What you need to do:
Restate the entries below word for word, leaving nothing out.

Excerpts from a dataset
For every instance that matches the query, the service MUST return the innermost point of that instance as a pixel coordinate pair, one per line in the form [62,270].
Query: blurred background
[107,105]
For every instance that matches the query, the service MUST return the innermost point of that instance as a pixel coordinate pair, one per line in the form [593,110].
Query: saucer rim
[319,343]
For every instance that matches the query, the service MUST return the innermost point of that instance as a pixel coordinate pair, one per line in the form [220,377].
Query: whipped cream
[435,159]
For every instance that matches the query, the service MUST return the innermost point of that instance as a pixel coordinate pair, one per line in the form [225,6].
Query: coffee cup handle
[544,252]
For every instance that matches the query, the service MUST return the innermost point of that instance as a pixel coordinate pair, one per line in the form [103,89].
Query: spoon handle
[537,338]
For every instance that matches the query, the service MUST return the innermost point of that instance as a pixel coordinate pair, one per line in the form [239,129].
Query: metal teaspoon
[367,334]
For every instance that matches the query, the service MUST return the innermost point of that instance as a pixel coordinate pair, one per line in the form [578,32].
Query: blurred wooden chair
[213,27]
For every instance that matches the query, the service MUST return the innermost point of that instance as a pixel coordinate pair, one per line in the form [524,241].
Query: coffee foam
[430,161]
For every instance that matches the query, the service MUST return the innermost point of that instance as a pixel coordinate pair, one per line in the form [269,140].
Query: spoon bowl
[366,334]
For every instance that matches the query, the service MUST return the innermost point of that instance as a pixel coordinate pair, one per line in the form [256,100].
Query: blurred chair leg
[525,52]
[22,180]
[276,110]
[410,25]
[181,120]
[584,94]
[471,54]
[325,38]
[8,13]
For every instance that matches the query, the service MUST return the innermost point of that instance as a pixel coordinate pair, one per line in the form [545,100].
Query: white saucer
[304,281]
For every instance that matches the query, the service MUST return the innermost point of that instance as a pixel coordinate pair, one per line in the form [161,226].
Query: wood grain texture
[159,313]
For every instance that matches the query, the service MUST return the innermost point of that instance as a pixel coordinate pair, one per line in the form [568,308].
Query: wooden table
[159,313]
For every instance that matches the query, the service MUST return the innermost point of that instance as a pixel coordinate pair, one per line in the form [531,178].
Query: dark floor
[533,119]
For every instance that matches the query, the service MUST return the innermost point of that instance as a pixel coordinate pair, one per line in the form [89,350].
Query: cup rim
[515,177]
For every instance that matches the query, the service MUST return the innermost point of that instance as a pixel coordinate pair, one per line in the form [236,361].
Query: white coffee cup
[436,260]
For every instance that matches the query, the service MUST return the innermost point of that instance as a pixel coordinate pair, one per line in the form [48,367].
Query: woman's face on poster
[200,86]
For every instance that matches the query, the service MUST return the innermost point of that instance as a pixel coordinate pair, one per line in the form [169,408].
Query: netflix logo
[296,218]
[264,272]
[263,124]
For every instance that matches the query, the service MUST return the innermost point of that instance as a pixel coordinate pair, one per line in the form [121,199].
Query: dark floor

Result below:
For every instance that matches the query, the service MUST return the innermost point of that instance as a pixel coordinate pair, one per line in the form [62,270].
Query: blurred background
[107,105]
For every instance that matches the query, the service MUST return the innermost point of that instance as a pixel coordinate pair, one per line in the form [593,110].
Query: saucer rim
[319,343]
For every instance that matches the query, the service MUST return the innermost point of that instance as a pixel coordinate pair, one per line in the form [220,377].
Query: whipped cream
[435,159]
For every instance that matches the query, the service MUST return the innermost point of that instance as a pixel coordinate pair, one per line in the form [225,6].
Query: coffee cup handle
[544,252]
For every instance that matches the query, the service MUST return the innermost point of that instance as a pixel coordinate pair, one per line in the form [103,89].
Query: spoon handle
[537,338]
For every instance that matches the query, the service MUST return the innermost point of that instance as a pixel coordinate pair, one per line in the form [239,129].
Query: metal teaspoon
[367,334]
For every instance that matches the query, the service MUST return the innermost point of that instance as a pixel coordinate pair, one per line in the form [578,32].
Query: blurred wooden chair
[213,27]
For every instance that matches the query, the service MUST return the innermost point of that instance as a pixel coordinate pair, one per line in the form [524,241].
Query: coffee foam
[430,161]
For every instance that matches the query, the service MUST return the innermost point of that instance as a pixel coordinate pair, one per line in the form [269,140].
Query: spoon bowl
[366,334]
For every instance that matches the query, the service MUST return the innermost point of that instance as a pixel coordinate pair, one per line in the form [256,100].
Query: blurred chair leg
[525,52]
[22,180]
[276,110]
[410,25]
[181,120]
[584,94]
[471,54]
[325,38]
[8,13]
For every instance that matches the query, the service MUST return the innermost point of that instance as a pixel coordinate pair, one per line in the form [545,100].
Query: white saucer
[304,281]
For every instance that matches the query, the service MUST return the innermost point of that instance as a pixel coordinate pair, one per line in the form [161,226].
Query: wood grain texture
[159,313]
For every instance that matches the query, the service MUST return the innermost point of that instance as a pixel coordinate pair, one per line in the form [568,308].
Query: wooden table
[159,313]
For every instance that matches the query, the service MUST return the innermost point of that instance as a pixel coordinate pair, one per line in the form [531,178].
Query: dark floor
[533,119]
For every instance that matches the query, the service MUST return the innermost point of that instance as a pixel coordinate pair, one per line in the form [89,350].
Query: cup rim
[515,177]
For every instance that matches the query, the service MUST return the innermost point of that instance as a pixel coordinate pair, one per line in the form [236,361].
Query: white coffee cup
[436,260]
For every instance that matches the query, the service MUST return the innermost point of that instance as a pixel coordinate pair, one per line in the form [48,367].
Query: woman's face on poster
[200,86]
For every instance that matches the query, the service MUST return the innermost point of that instance as a pixel coordinate pair, one per line in the form [169,408].
Query: netflix logo
[296,218]
[264,272]
[263,124]
For every instance that matches the query, the service MUST return the innermost point of that instance as a pixel coordinate pair, one per line in the form [121,199].
Query: dark floor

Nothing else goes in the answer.